EXERCISE
Extract every line in the records below that contains the word "bounding", copying each line in full.

EXERCISE DATA
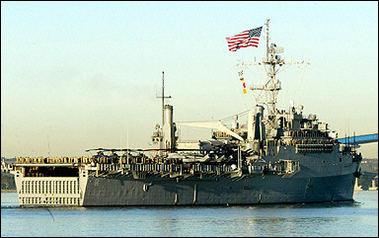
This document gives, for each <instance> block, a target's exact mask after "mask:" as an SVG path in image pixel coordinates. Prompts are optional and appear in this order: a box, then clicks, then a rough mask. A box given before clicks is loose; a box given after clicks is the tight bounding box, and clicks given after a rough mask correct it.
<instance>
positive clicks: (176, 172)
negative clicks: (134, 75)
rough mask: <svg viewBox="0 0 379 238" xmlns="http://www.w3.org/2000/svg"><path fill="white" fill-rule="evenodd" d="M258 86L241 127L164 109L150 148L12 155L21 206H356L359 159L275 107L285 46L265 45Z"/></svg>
mask: <svg viewBox="0 0 379 238" xmlns="http://www.w3.org/2000/svg"><path fill="white" fill-rule="evenodd" d="M266 25H267V37H266V58H264V59H263V60H262V62H260V63H253V64H255V65H262V66H264V67H265V68H266V69H267V70H266V71H267V79H266V82H265V83H264V85H263V86H261V87H252V88H251V89H252V90H263V92H265V93H266V94H267V95H268V97H267V100H265V101H263V102H257V103H256V106H254V107H253V108H251V109H250V110H249V112H248V115H247V123H246V126H240V123H239V121H238V115H235V116H233V123H232V126H230V127H228V126H227V125H225V124H224V123H223V122H222V121H215V122H214V121H211V122H175V121H174V119H173V115H174V114H173V106H172V105H169V104H165V99H166V98H168V97H167V96H165V94H164V73H163V74H162V96H160V98H161V99H162V125H156V127H155V131H154V132H153V135H152V138H151V140H152V144H153V148H147V149H132V148H94V149H88V150H86V151H87V152H90V153H91V152H94V155H92V156H86V157H85V156H82V157H61V158H43V157H39V158H29V157H19V158H17V161H16V163H15V164H13V165H12V166H11V172H12V173H13V174H14V175H15V182H16V187H17V193H18V199H19V203H20V205H21V206H44V207H46V206H48V207H49V206H86V207H88V206H139V205H143V206H155V205H162V206H163V205H164V206H172V205H186V206H197V205H248V204H281V203H318V202H337V201H353V193H354V185H355V180H356V177H358V176H359V175H360V162H361V160H362V156H361V154H360V153H358V152H356V148H354V146H349V145H348V144H341V143H340V142H339V141H338V140H337V139H336V135H335V134H334V133H333V131H331V130H330V129H329V128H328V124H327V123H325V122H320V121H319V120H318V118H317V117H316V115H315V114H310V115H304V114H303V107H302V106H301V105H299V106H298V107H295V106H294V105H290V107H289V109H288V110H279V109H278V108H277V96H278V92H279V91H280V90H281V89H282V88H281V83H280V81H279V80H278V79H277V78H276V74H277V69H278V68H279V67H280V66H282V65H286V64H287V65H288V64H294V63H293V62H285V61H284V60H282V59H281V57H280V56H279V53H281V52H282V48H280V47H277V46H276V45H275V44H271V45H270V42H269V39H270V38H269V20H267V23H266ZM178 126H197V127H205V128H211V129H212V130H213V134H212V136H211V138H209V139H208V140H198V141H195V142H193V141H192V142H191V141H181V139H180V138H179V137H178V136H177V128H178Z"/></svg>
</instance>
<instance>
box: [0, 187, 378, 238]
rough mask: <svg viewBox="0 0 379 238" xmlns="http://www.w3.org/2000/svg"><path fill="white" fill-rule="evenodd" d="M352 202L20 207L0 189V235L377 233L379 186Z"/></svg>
mask: <svg viewBox="0 0 379 238" xmlns="http://www.w3.org/2000/svg"><path fill="white" fill-rule="evenodd" d="M354 199H355V200H356V202H353V203H333V204H330V203H327V204H312V205H309V204H305V205H304V204H297V205H260V206H229V207H227V206H223V207H114V208H50V209H46V208H20V207H19V204H18V200H17V194H16V193H1V236H133V237H135V236H138V237H140V236H169V237H172V236H250V237H251V236H277V237H278V236H317V237H318V236H320V237H321V236H339V237H341V236H345V237H361V236H372V237H373V236H375V237H377V236H378V191H359V192H357V193H356V194H355V195H354Z"/></svg>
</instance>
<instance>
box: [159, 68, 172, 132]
mask: <svg viewBox="0 0 379 238" xmlns="http://www.w3.org/2000/svg"><path fill="white" fill-rule="evenodd" d="M157 98H162V125H161V128H162V127H163V124H164V99H165V98H171V96H167V97H166V96H165V95H164V71H162V96H157Z"/></svg>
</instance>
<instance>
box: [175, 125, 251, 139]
mask: <svg viewBox="0 0 379 238" xmlns="http://www.w3.org/2000/svg"><path fill="white" fill-rule="evenodd" d="M176 125H179V126H192V127H203V128H209V129H216V130H219V131H222V132H225V133H227V134H229V135H231V136H233V137H235V138H237V139H238V140H240V141H244V139H243V138H242V137H241V136H240V135H238V134H237V133H235V132H233V131H232V130H230V129H229V128H227V127H226V126H225V125H224V124H223V123H222V122H221V121H202V122H176Z"/></svg>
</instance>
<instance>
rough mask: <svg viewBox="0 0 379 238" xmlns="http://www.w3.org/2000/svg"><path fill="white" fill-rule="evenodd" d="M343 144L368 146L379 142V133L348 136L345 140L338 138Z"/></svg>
mask: <svg viewBox="0 0 379 238" xmlns="http://www.w3.org/2000/svg"><path fill="white" fill-rule="evenodd" d="M337 140H338V141H339V142H340V143H341V144H349V145H355V146H358V147H359V145H361V144H367V143H372V142H378V133H371V134H362V135H356V136H348V137H343V138H337Z"/></svg>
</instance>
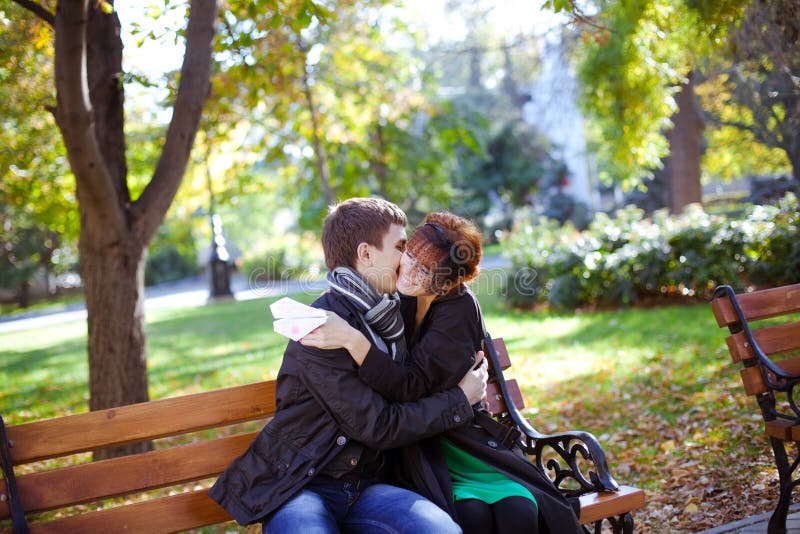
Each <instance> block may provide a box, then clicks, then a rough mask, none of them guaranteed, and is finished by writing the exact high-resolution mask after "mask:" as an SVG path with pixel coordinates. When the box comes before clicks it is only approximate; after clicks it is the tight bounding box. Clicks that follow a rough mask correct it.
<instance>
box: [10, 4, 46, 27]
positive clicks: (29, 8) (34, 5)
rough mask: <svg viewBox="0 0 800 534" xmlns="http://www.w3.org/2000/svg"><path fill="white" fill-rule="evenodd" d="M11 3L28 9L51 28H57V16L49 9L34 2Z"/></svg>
mask: <svg viewBox="0 0 800 534" xmlns="http://www.w3.org/2000/svg"><path fill="white" fill-rule="evenodd" d="M11 1H12V2H14V3H15V4H18V5H20V6H22V7H23V8H25V9H27V10H28V11H30V12H31V13H33V14H34V15H36V16H37V17H39V18H40V19H42V20H43V21H45V22H46V23H48V24H49V25H50V26H53V27H55V25H56V16H55V15H54V14H53V13H51V12H49V11H47V9H46V8H45V7H44V6H41V5H39V4H37V3H36V2H33V1H32V0H11Z"/></svg>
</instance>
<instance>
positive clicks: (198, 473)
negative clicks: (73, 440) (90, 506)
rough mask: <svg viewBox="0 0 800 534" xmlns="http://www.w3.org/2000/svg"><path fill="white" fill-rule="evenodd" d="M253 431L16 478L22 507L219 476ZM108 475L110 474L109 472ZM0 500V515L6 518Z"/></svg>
mask: <svg viewBox="0 0 800 534" xmlns="http://www.w3.org/2000/svg"><path fill="white" fill-rule="evenodd" d="M256 434H257V432H248V433H245V434H238V435H235V436H227V437H224V438H217V439H212V440H206V441H201V442H198V443H192V444H190V445H182V446H177V447H171V448H169V449H163V450H157V451H153V452H147V453H143V454H135V455H131V456H124V457H120V458H114V459H111V460H103V461H100V462H91V463H87V464H81V465H75V466H71V467H65V468H63V469H56V470H50V471H42V472H39V473H32V474H29V475H22V476H19V477H17V484H18V487H19V493H20V499H21V501H22V506H23V507H24V508H25V511H27V512H40V511H44V510H52V509H54V508H61V507H65V506H72V505H76V504H82V503H87V502H92V501H98V500H101V499H105V498H109V497H116V496H119V495H127V494H130V493H135V492H139V491H145V490H148V489H157V488H163V487H167V486H173V485H176V484H183V483H186V482H191V481H197V480H203V479H205V478H209V477H212V476H217V475H219V474H220V473H221V472H222V471H223V470H224V469H225V467H226V466H227V465H228V464H229V463H230V462H231V461H232V460H233V459H234V458H236V457H237V456H238V455H240V454H241V453H243V452H244V451H245V450H246V449H247V447H248V446H249V445H250V443H251V442H252V441H253V439H254V438H255V436H256ZM112 475H113V476H112ZM9 515H10V510H9V507H8V503H7V502H0V519H4V518H6V517H9Z"/></svg>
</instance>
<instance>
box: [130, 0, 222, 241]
mask: <svg viewBox="0 0 800 534" xmlns="http://www.w3.org/2000/svg"><path fill="white" fill-rule="evenodd" d="M189 9H190V12H189V22H188V23H187V26H186V52H185V54H184V57H183V65H182V67H181V78H180V84H179V85H178V92H177V94H176V96H175V104H174V106H173V110H172V120H171V121H170V123H169V127H168V128H167V135H166V140H165V142H164V148H163V149H162V150H161V156H160V157H159V160H158V163H157V165H156V169H155V172H154V173H153V179H152V180H150V183H148V184H147V186H146V187H145V189H144V191H143V192H142V194H141V196H140V197H139V198H138V199H137V200H136V202H135V203H134V204H133V206H132V207H131V212H130V213H131V217H132V221H133V225H134V230H135V232H136V233H137V234H138V236H139V239H141V242H142V243H145V244H146V243H149V242H150V239H152V237H153V235H154V234H155V232H156V230H157V229H158V227H159V225H160V224H161V221H162V220H163V219H164V215H165V214H166V212H167V209H168V208H169V206H170V204H172V200H173V199H174V198H175V194H176V193H177V191H178V187H179V186H180V184H181V181H182V180H183V175H184V173H185V172H186V166H187V164H188V161H189V155H190V153H191V151H192V145H193V144H194V138H195V134H196V133H197V129H198V127H199V125H200V118H201V115H202V111H203V104H204V103H205V100H206V98H207V97H208V94H209V90H210V86H211V83H210V78H211V55H212V52H213V47H214V37H215V35H216V27H215V23H216V19H217V9H218V3H217V0H192V2H191V5H190V7H189Z"/></svg>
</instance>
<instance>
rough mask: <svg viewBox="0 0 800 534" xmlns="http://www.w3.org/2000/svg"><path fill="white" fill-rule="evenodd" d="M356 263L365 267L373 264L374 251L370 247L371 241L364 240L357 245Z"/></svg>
mask: <svg viewBox="0 0 800 534" xmlns="http://www.w3.org/2000/svg"><path fill="white" fill-rule="evenodd" d="M356 264H361V265H363V266H364V267H370V266H371V265H372V251H371V250H370V248H369V243H366V242H364V241H362V242H361V243H359V244H358V246H357V247H356Z"/></svg>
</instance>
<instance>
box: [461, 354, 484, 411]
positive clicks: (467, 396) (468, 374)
mask: <svg viewBox="0 0 800 534" xmlns="http://www.w3.org/2000/svg"><path fill="white" fill-rule="evenodd" d="M475 362H476V365H475V367H473V368H472V369H470V370H469V371H468V372H467V374H465V375H464V378H462V379H461V382H459V383H458V387H460V388H461V391H463V392H464V395H465V396H466V397H467V400H468V401H469V403H470V404H475V403H478V402H482V401H483V400H484V399H485V398H486V380H488V378H489V371H488V370H487V368H488V364H487V363H486V358H484V356H483V352H482V351H478V353H477V354H476V355H475Z"/></svg>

RESULT OF THIS EXERCISE
This document gives, for each <instance> block, a target's exact mask after "mask:" as an SVG path in image pixel coordinates. Prompts are optional and appear in this order: a box, then clicks, then a rough mask. A box given before clicks is loose; a box given after clicks is the tight bounding box, and clicks given after a rough mask correct it.
Each <instance> block may provide a box, then clicks, then a rough mask, none of them guaranteed, and is finished by writing the exact high-resolution mask after "mask:" as an SVG path with pixel coordinates. When the box comes before clicks it is only approximate; after clicks it is the tight bounding box. Clicks that follow a rough mask correct it.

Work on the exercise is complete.